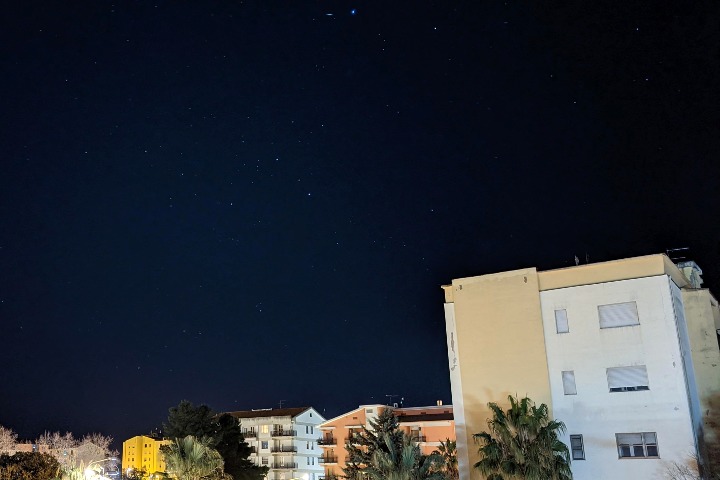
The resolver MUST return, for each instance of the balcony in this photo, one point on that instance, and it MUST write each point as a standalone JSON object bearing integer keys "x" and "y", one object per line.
{"x": 284, "y": 449}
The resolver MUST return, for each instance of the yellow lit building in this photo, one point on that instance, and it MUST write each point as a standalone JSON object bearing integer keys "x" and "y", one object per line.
{"x": 626, "y": 353}
{"x": 143, "y": 453}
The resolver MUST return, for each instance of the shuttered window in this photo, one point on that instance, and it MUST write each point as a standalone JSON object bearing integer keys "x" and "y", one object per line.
{"x": 618, "y": 315}
{"x": 628, "y": 379}
{"x": 569, "y": 383}
{"x": 577, "y": 447}
{"x": 561, "y": 324}
{"x": 637, "y": 444}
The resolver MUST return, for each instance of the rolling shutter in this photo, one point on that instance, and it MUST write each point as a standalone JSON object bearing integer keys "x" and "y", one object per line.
{"x": 569, "y": 383}
{"x": 618, "y": 315}
{"x": 561, "y": 325}
{"x": 627, "y": 377}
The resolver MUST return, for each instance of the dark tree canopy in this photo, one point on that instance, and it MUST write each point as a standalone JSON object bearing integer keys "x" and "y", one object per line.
{"x": 522, "y": 443}
{"x": 28, "y": 466}
{"x": 223, "y": 433}
{"x": 187, "y": 419}
{"x": 364, "y": 444}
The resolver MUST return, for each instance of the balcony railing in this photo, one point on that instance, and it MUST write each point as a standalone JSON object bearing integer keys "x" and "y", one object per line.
{"x": 284, "y": 449}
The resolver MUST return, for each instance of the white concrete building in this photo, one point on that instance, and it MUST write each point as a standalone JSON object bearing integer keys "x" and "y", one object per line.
{"x": 285, "y": 440}
{"x": 606, "y": 346}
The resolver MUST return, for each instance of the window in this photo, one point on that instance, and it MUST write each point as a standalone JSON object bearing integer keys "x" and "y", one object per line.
{"x": 561, "y": 325}
{"x": 628, "y": 379}
{"x": 637, "y": 444}
{"x": 576, "y": 445}
{"x": 618, "y": 315}
{"x": 569, "y": 383}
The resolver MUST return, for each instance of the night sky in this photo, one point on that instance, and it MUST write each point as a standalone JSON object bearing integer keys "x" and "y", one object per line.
{"x": 245, "y": 202}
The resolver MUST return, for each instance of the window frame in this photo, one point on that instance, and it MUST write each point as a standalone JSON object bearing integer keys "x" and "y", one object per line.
{"x": 633, "y": 448}
{"x": 580, "y": 449}
{"x": 561, "y": 320}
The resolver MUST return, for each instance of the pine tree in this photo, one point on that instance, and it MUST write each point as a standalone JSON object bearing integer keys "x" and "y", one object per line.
{"x": 383, "y": 431}
{"x": 223, "y": 434}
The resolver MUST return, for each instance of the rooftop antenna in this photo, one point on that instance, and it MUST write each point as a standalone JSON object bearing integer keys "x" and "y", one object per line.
{"x": 390, "y": 397}
{"x": 673, "y": 253}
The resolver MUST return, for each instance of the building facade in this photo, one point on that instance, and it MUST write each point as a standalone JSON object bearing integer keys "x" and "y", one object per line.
{"x": 624, "y": 352}
{"x": 427, "y": 425}
{"x": 285, "y": 440}
{"x": 143, "y": 453}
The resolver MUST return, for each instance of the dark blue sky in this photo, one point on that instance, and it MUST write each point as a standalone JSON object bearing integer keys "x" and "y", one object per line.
{"x": 238, "y": 203}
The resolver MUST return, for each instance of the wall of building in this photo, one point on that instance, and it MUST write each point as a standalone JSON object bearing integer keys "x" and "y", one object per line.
{"x": 495, "y": 349}
{"x": 292, "y": 456}
{"x": 143, "y": 453}
{"x": 703, "y": 320}
{"x": 588, "y": 351}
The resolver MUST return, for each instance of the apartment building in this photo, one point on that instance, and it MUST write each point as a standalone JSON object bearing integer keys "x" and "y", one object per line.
{"x": 285, "y": 440}
{"x": 143, "y": 453}
{"x": 624, "y": 352}
{"x": 427, "y": 425}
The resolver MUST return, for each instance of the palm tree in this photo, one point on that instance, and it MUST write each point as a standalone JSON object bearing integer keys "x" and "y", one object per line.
{"x": 192, "y": 459}
{"x": 523, "y": 443}
{"x": 447, "y": 451}
{"x": 402, "y": 462}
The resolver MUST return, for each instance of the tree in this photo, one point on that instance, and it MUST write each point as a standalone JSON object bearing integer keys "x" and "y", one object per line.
{"x": 62, "y": 447}
{"x": 189, "y": 458}
{"x": 522, "y": 443}
{"x": 28, "y": 466}
{"x": 92, "y": 448}
{"x": 362, "y": 445}
{"x": 447, "y": 451}
{"x": 223, "y": 433}
{"x": 187, "y": 419}
{"x": 402, "y": 462}
{"x": 8, "y": 440}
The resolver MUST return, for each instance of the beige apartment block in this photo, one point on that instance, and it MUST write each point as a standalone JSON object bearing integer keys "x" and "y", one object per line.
{"x": 624, "y": 352}
{"x": 427, "y": 425}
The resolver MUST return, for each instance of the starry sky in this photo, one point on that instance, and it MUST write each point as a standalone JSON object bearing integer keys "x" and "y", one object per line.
{"x": 246, "y": 202}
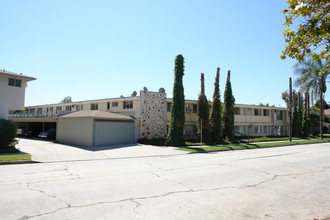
──────────
Rewrite every line of the listing above, substituting "annotator" for each occurrence of "resolver" and keeping everything else unchanged. Omit the pictures from your answer.

The annotator MUST return, for each instance of the balcony in this photo, one point on that instance, and it MUST write each point as a standalone JSON object bearing integer keys "x" and "y", one object per line.
{"x": 284, "y": 449}
The annotator MUST return, for each instance of the yellow lit building in this photo, one point on that instance, and it MUST write each point as a standalone JSON object bearing integer keys "x" and "y", one object per line.
{"x": 626, "y": 353}
{"x": 143, "y": 453}
The annotator MUST return, for each instance of the shuttered window in this photo, one point on that instance, and it MUST write each point as a standalone JSON object bearing integer keys "x" and "y", one object per line.
{"x": 618, "y": 315}
{"x": 628, "y": 379}
{"x": 569, "y": 383}
{"x": 577, "y": 447}
{"x": 561, "y": 324}
{"x": 637, "y": 444}
The annotator MUST return, for each instance of the rolling shutter in this photo, one point on that instance, and it MUST write each point as a standalone JSON object bearing integer keys "x" and "y", one object per line.
{"x": 569, "y": 383}
{"x": 618, "y": 315}
{"x": 561, "y": 325}
{"x": 627, "y": 377}
The annotator MUST return, for each instance of the dark tree canopy in this photo, one point on that instance, and it MUST write each point as a standalone JSON object bearing integer keys "x" and "y", one object per line.
{"x": 522, "y": 443}
{"x": 28, "y": 466}
{"x": 223, "y": 433}
{"x": 187, "y": 419}
{"x": 364, "y": 444}
The annotator MUST return, for each instance of the balcony railing in this photo, one point on that instance, and it MUST write each point as a standalone JSON object bearing integer keys "x" and "y", one object per line.
{"x": 284, "y": 449}
The annotator MUST return, for each instance of the white concrete building in this photo, one point on that instance, and it MUST write each point as a standalone JSON object bearing integer keys "x" and "y", one object per line.
{"x": 285, "y": 440}
{"x": 606, "y": 346}
The annotator MUST return, for each instance of the window in this photo, one point on that instance, and it MUST write each point as a standalone JSON object bearing integer keys "x" and "y", one object per line.
{"x": 561, "y": 325}
{"x": 628, "y": 379}
{"x": 637, "y": 444}
{"x": 576, "y": 445}
{"x": 618, "y": 315}
{"x": 569, "y": 383}
The annotator MUST return, for each instance of the night sky in this photo, one point on that instance, and it MUST write each point as a standalone JSON object bearing integer keys "x" and "y", one object per line.
{"x": 245, "y": 202}
The annotator MUST return, for each instance of the window frame in this photo, one point on that instance, and it MUST write each point as a standalone JSON object bearing integer keys "x" and "y", one object per line.
{"x": 633, "y": 448}
{"x": 580, "y": 449}
{"x": 561, "y": 320}
The annotator MUST return, for each instance of the pine tree in this photo, one point on that instance, and it MUST write each point as a standalone JSON object bearing integer keys "x" and "y", one object per line.
{"x": 383, "y": 431}
{"x": 223, "y": 434}
The annotator MUST return, for each instance of the rooftop antenna in this photo, one point on that instance, and it MUST write each point as a standalone JSON object bearing integer keys "x" and "y", one object per line.
{"x": 390, "y": 397}
{"x": 673, "y": 253}
The annotator MUST return, for each instance of the building facade in this photo, one point on that instance, and it MUST write each point as a standalone JSON object bearing integer keys "x" and "y", one object per line.
{"x": 624, "y": 352}
{"x": 427, "y": 425}
{"x": 285, "y": 440}
{"x": 143, "y": 453}
The annotator MUST return, for each instance of the dark blue sky in this photo, one point on that instance, and it MUST write each point as a standalone JSON object bearing integer keys "x" and "y", one object per line.
{"x": 238, "y": 203}
The annotator MUST return, for each instance of the wall of building in this photo, one point on that instance, and it MUST write each point as a standalone JSON object bearing integer keys "x" and "y", one object per line.
{"x": 495, "y": 349}
{"x": 292, "y": 456}
{"x": 143, "y": 453}
{"x": 703, "y": 320}
{"x": 588, "y": 351}
The annotator MUST return, for each instance of the apartment building in this photo, one point on that instance, and it MUST write each point as a standalone JSON object bearing integer keys "x" and "y", one object per line.
{"x": 285, "y": 440}
{"x": 143, "y": 453}
{"x": 624, "y": 352}
{"x": 427, "y": 425}
The annotator MUST return, for each instance of the palm tree in this photo, one point on that instance, and it MUST write each point as a standalone JSON object bearing integer keys "x" and "y", one object per line.
{"x": 192, "y": 459}
{"x": 523, "y": 443}
{"x": 447, "y": 451}
{"x": 402, "y": 462}
The annotator MUST return, for each instance of the tree in this photo, one point on that instance, and it MUST write each point as a standalone JSON object bearing integer keys "x" and "y", one object per line.
{"x": 62, "y": 447}
{"x": 189, "y": 458}
{"x": 522, "y": 443}
{"x": 28, "y": 466}
{"x": 92, "y": 448}
{"x": 362, "y": 445}
{"x": 447, "y": 451}
{"x": 223, "y": 433}
{"x": 187, "y": 419}
{"x": 402, "y": 462}
{"x": 8, "y": 440}
The annotator MUST return, for each instance of the beige apartment block in this photo, one point on that instance, and it MUST write each point as a standalone JSON object bearing integer keys "x" and "y", one object per line.
{"x": 624, "y": 352}
{"x": 427, "y": 425}
The annotator MUST return, for each instance of the starry sky in this photo, one point on that instance, and it MUST write each point as a standalone JSON object bearing integer keys "x" and "y", one object per line.
{"x": 246, "y": 202}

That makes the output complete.